**PROMPT:** Revise the lines between the one holding "Indicate the rectangular" and the one holding "Target: grassy mound", inclusive, so that "loophole" becomes "opening" wherever it appears. Write out those lines again with everything else left unchanged.

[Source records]
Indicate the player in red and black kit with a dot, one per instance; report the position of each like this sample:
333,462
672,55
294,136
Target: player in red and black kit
==
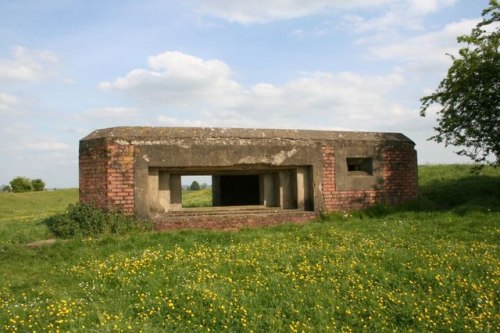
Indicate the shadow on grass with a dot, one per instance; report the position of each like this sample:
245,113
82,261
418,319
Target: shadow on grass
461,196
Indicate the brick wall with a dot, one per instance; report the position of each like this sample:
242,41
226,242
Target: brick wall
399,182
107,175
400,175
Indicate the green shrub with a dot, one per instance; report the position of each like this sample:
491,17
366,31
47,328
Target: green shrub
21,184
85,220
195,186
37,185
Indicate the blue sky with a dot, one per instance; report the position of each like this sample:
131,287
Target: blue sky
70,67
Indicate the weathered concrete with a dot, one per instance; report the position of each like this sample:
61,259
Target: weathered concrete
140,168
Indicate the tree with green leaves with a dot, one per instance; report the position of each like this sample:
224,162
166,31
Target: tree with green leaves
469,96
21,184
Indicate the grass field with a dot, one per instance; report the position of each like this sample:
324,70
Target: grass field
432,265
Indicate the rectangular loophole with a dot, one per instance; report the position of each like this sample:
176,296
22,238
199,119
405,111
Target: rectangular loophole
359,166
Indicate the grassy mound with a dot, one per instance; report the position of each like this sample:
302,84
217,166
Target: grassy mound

**OUTPUT FOR THIS TASK:**
Indicate the rectangular opening with a dot, one per instance; report the position of each like this sample:
176,296
22,238
199,119
405,111
Target: rectangular opening
359,166
Indicate the grassy mound with a dot, one per instance; report the position of each like this sample:
302,84
217,166
Target: grassy mound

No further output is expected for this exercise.